Start of Input material
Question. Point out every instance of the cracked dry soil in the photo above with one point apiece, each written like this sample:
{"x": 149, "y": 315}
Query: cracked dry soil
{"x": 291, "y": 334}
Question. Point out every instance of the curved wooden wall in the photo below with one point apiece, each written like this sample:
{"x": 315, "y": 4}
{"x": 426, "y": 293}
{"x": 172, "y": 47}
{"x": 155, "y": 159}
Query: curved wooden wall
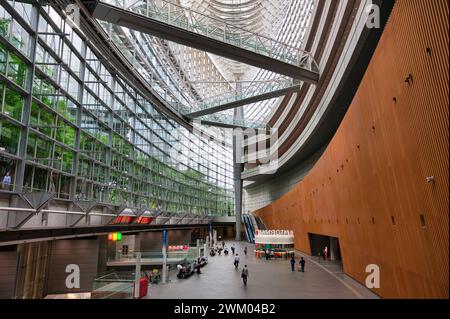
End of Input material
• About this exercise
In the copy, omit the pictures and reproduce every entry exactly.

• Response area
Question. Point out every instance of the cracked dry soil in the photo above with one point apiece, each written like this sample:
{"x": 149, "y": 315}
Query: cracked dry soil
{"x": 291, "y": 334}
Question. Point out every instance of the curved wooden wall in the photo below with one point apiece, each written like this sample:
{"x": 315, "y": 4}
{"x": 426, "y": 293}
{"x": 172, "y": 47}
{"x": 155, "y": 159}
Query: curved wooden wall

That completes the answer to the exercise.